## WHAT YOU SHOULD DO
These records need to be repeated exactly, every one of them.

*** Block opens ***

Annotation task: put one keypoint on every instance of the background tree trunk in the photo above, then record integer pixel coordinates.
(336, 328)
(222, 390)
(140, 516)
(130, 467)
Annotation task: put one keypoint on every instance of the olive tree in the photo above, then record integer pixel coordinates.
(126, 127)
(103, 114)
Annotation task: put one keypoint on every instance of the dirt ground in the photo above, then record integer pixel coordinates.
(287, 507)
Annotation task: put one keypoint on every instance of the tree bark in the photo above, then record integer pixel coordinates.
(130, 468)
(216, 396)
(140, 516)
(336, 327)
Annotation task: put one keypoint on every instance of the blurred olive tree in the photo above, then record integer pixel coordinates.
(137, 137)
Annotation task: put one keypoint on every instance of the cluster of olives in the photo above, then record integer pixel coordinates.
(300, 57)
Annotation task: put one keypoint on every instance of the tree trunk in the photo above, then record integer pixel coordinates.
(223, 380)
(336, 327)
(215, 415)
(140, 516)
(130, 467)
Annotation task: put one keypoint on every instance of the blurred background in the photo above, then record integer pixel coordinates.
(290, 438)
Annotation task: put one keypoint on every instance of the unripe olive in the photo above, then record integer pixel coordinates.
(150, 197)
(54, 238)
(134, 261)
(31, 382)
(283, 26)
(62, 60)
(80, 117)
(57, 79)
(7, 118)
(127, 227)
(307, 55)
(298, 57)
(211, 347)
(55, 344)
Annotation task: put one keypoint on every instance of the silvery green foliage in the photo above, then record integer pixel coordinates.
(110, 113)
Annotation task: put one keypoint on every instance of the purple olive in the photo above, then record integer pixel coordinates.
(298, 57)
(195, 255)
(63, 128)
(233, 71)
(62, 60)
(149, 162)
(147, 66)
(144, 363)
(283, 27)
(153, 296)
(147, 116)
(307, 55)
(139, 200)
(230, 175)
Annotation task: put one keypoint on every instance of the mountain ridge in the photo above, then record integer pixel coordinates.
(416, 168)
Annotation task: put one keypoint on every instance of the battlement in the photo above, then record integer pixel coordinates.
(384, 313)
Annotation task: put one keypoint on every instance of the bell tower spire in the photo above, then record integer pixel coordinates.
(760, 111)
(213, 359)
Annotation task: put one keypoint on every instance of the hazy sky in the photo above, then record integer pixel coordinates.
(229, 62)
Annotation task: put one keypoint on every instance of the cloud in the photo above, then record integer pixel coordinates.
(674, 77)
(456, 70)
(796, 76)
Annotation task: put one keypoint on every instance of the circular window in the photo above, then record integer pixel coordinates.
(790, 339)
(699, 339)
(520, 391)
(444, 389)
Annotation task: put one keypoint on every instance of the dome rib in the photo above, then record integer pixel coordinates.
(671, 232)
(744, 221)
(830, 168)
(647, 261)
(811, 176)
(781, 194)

*** Block closes ***

## ANSWER
Annotation task: put one keypoint on every instance of the background tree trunk in the photo above, then record integer pixel coordinates.
(336, 328)
(222, 390)
(140, 516)
(130, 467)
Annotation task: put one keypoint on every instance of the olive tree in the photo above, then record integer pixel coordinates.
(126, 127)
(103, 114)
Annotation task: put one keypoint on every instance of the dirt ground in the photo above, then record integer pixel coordinates.
(287, 507)
Annotation task: put one keypoint on every instance of the tree bark in the photo above, then record integer pixel coordinates.
(130, 468)
(216, 396)
(140, 516)
(336, 327)
Annotation task: put one keypoint on every instance of the blurred olive tree in the photo above, then record integer pixel coordinates.
(137, 137)
Annotation task: put one keypoint on every instance of the cluster of olives in the photo above, then record integer pixel coordinates.
(300, 57)
Annotation task: put one keypoint on every instance of the tree trunk in the photo above, then record integer pixel coordinates.
(223, 380)
(336, 327)
(215, 415)
(140, 516)
(130, 467)
Annotation task: put one keypoint on every instance of the blurred background in the photo above, then record integer pixel coordinates.
(290, 438)
Annotation task: put one keypoint on every instance of the unripe olive in the photo above, then record integer pixel coordinates.
(150, 197)
(54, 238)
(134, 261)
(31, 382)
(283, 26)
(62, 60)
(80, 117)
(57, 79)
(7, 118)
(127, 227)
(307, 55)
(298, 57)
(211, 347)
(55, 344)
Annotation task: put one keypoint on every instance of the silvery green foliage in the photo above, then record integer pixel coordinates.
(110, 113)
Annotation task: put one keypoint on every instance of the purple olive in the photo above, then record integer pixel coordinates.
(298, 57)
(195, 255)
(63, 128)
(233, 71)
(62, 60)
(149, 162)
(147, 66)
(144, 363)
(283, 27)
(153, 296)
(147, 116)
(307, 55)
(139, 200)
(230, 175)
Annotation task: put one keypoint on every instance of the mountain ridge in the photo above, then record integer pixel coordinates.
(416, 168)
Annotation task: put one keypoint on every instance of the battlement in the photo above, then record integer pixel coordinates.
(384, 313)
Annotation task: put one keypoint on every instance of the bell tower spire in the photo above, then record integer pixel coordinates.
(760, 111)
(213, 359)
Annotation task: put one keypoint on every instance of the hazy sky in the photo above, then record integer pixel coordinates.
(229, 62)
Annotation task: put one keypoint on every instance of the cloud in the photo above, then record integer pixel coordinates.
(674, 77)
(456, 70)
(796, 76)
Annotation task: put one keypoint on every instance of the circular window in the photo above, then record integer pixel coordinates.
(790, 339)
(699, 339)
(520, 391)
(444, 389)
Annotation task: put one keypoint on every instance of the dome rib in the photo above, then record integer pixel coordinates.
(671, 232)
(744, 221)
(830, 168)
(647, 261)
(811, 176)
(781, 194)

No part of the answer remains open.